_Written instruction A:_ According to the passage on Zambia's higher education, how many new secondary schools did the Patriotic Front administration build?
_Written instruction B:_ Pick up the article on access to higher education in Zambia after its final sentence and keep writing.

_Source passage:_
┌──

By Isaac Mwanza

While the Patriotic Front administration under both late Michael Sata and President Edgar Chagwa Lungu has done a marvellous job to meet increasing demand for secondary school education by building 115 new secondary schools and upgrading 455 primary schools in needy areas into secondary schools, not enough has been done to promote greater access to tertiary education. Although there has been a boom in private universities and colleges in Zambia, these are largely driven by profits and dividends than provision of quality education.

A picture of Zambia’s higher education

The 2018 statistics show that Zambia has a youth population of 4.8 million aged between 15 and 35 years. In 2017, student enrolment in public universities and technical education, vocational and entrepreneurship training (TEVET) institutions stood at 58,442 and 39,802, respectively. Of the 98, 244 enrolled students, 25,128 university and TEVET students were supported under the loans and scholarships board, the TEVET bursary, the skills development fund and the support to science and technology project.

Although public universities and TEVET only managed to have a combined total of 98, 244 students in 2017, our secondary schools offload a total of over 120,000 potential students every year. In 2017, a total of 132, 841 students sat for examinations.

The majority of Grade 12 School levers in Zambia do not find their way into public universities and TEVET institutions or have to wait a little longer before they could enrol. Some get to enrol as mature students – not because it was their wish to delay attainment of higher education but because of circumstances that could not have allowed them to when they were 16 to 24 years. Of course, acquisition of education in Zambia is not a matter of a justiciable or constitutional right.

└──

(Stored items)
┌──

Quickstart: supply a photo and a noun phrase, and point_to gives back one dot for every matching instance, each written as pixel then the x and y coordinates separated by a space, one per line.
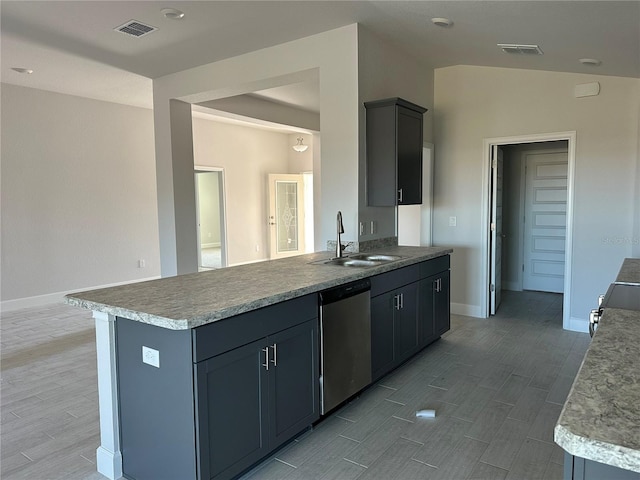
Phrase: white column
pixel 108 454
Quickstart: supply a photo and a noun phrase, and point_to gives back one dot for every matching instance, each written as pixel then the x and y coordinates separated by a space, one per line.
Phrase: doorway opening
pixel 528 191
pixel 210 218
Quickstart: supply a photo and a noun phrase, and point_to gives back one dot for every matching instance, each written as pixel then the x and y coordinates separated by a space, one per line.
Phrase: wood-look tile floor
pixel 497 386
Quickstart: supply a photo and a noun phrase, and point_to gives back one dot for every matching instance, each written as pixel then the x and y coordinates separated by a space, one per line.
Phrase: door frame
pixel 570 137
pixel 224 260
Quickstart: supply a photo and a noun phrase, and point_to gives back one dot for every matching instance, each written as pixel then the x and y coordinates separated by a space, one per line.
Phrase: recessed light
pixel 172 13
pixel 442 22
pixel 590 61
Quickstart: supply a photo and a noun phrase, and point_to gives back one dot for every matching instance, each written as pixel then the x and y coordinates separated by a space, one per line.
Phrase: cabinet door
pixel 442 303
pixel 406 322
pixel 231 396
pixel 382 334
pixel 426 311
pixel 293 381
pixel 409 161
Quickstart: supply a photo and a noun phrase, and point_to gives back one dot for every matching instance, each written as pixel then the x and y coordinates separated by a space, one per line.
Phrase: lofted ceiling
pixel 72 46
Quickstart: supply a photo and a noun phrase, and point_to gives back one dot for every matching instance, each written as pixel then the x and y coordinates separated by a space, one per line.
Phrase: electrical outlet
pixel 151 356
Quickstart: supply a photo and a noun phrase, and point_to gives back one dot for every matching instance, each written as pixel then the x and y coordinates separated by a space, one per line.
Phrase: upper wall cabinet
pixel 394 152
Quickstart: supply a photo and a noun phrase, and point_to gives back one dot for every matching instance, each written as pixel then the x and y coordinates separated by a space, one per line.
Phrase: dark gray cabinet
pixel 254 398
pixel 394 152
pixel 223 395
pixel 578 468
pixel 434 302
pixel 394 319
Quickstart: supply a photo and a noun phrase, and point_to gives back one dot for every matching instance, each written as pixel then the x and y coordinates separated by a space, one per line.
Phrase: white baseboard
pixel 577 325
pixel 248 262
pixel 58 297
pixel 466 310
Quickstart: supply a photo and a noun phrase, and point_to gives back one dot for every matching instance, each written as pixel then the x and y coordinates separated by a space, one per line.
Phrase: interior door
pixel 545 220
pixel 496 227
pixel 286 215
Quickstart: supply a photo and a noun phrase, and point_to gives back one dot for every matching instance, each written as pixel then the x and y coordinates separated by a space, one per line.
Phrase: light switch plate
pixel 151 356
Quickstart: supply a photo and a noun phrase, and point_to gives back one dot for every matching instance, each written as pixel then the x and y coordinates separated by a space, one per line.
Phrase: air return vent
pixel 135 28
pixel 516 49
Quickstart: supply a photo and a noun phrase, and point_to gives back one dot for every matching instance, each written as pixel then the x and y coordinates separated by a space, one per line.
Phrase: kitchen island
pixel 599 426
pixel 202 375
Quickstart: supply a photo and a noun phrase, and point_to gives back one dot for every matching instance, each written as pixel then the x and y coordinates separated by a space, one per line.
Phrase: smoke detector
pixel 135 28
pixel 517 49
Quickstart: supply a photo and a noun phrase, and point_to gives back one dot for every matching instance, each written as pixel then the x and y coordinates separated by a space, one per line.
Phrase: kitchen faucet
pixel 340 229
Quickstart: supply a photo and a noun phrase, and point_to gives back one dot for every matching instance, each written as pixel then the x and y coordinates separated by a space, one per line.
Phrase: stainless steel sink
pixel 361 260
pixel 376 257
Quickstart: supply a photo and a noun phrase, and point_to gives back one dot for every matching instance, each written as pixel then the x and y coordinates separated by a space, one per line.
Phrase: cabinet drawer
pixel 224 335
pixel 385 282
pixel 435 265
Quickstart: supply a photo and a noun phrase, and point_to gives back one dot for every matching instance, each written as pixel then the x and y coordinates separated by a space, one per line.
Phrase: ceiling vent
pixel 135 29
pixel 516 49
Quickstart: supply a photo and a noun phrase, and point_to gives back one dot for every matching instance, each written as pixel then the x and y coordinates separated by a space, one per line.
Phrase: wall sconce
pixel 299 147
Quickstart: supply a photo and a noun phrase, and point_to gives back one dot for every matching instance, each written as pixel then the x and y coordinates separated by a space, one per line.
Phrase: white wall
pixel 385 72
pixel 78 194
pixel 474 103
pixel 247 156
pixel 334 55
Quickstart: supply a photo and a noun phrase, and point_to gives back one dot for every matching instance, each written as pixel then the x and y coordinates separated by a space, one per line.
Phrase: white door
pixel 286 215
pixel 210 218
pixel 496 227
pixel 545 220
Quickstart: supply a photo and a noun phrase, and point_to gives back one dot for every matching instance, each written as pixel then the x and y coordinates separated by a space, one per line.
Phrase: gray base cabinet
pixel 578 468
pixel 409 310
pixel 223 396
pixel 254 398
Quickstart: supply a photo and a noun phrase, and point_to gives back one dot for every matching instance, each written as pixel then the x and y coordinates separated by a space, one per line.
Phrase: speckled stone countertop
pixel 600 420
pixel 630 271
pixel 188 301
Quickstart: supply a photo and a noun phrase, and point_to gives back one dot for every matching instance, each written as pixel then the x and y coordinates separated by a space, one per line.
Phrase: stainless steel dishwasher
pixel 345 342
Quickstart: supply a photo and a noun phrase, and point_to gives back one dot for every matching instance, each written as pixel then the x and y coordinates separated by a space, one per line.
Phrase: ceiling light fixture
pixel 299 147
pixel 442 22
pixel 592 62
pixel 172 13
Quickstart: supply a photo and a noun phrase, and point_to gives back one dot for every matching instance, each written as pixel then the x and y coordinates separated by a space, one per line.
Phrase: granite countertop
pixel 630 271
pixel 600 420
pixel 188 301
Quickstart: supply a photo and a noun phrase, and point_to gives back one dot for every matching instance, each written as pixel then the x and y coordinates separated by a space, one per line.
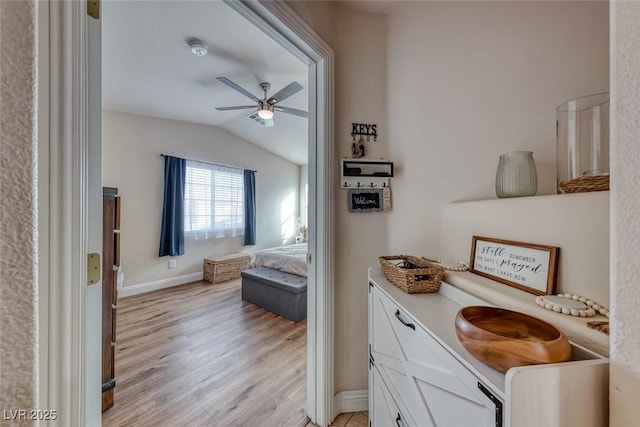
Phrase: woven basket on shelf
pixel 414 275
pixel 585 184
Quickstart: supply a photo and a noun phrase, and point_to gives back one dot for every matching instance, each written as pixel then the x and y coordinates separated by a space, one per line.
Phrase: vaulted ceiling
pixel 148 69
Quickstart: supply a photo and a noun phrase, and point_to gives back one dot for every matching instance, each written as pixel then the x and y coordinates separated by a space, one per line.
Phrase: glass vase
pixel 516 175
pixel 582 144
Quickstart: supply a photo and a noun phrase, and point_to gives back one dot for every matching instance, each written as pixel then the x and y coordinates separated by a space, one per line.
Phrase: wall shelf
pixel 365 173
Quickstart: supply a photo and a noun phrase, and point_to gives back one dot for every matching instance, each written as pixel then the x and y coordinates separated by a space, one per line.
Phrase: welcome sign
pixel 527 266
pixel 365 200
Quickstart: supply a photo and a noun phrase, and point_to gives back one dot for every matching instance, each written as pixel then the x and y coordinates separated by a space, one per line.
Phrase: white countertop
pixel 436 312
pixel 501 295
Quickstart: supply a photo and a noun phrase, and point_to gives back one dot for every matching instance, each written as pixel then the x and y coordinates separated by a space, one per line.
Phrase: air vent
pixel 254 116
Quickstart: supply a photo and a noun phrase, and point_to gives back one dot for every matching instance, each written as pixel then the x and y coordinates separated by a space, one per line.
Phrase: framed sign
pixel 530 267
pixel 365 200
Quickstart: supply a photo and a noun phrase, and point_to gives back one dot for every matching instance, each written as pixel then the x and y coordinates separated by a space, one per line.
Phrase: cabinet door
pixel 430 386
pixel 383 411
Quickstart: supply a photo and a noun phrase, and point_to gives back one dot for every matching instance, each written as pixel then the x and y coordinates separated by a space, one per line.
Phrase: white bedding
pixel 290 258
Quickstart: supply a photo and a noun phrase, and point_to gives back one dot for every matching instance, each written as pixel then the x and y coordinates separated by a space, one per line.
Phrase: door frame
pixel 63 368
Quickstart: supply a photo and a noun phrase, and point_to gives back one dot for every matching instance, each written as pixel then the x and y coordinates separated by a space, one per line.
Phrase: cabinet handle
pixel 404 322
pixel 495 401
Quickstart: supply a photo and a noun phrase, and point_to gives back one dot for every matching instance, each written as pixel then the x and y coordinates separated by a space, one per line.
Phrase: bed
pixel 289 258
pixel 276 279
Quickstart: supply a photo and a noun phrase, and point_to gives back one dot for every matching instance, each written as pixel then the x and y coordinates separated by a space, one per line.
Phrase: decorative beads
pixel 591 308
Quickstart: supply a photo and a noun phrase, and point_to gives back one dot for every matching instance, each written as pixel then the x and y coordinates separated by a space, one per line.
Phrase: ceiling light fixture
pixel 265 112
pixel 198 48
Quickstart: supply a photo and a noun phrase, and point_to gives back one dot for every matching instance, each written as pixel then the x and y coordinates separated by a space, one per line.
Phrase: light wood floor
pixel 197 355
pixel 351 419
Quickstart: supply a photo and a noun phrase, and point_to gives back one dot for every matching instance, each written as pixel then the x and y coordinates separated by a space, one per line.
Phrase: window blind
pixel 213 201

└──

_Output A:_ 115

_Output B:_
There are many reasons for this situation but largely because of limited places for university education but also that university education is not very affordable to most children coming from poor or low-income families. As seen from the numbers of students on grant and loan support services, only about 25,000 students are beneficiaries. As government focuses on provision of basic education, university or college education is progressively becoming a privilege for young people from rich and well-to-do families.

Undoubtedly, there is a market in Zambia for higher education, with the same commendable energy that government that government has undertaken developmental projects in the road and health sector, the PF can leave a mark if it paid more attention to higher education.

What can the PF Government do?

The Lungu administration must consider investment into continued building of universities, same way the PF founding leader, late Michael Sata, had initiated building of universities after an almost 2 generation without such an investment.

Firstly, government must take advantage of the available market for higher education to make an investment that is self – sustainable but running parallel with the current system where government supports those who cannot afford the higher fees. For example, instead of building a wall in the Trump-like fashion, the University of Zambia has plenty of space upon which Government can build new lecture halls and hostels for full fee-paying higher education (The ZICAS model) without loans and grants. Provided that high class education is offered, with available qualified lecturers, people will enrol and get the education.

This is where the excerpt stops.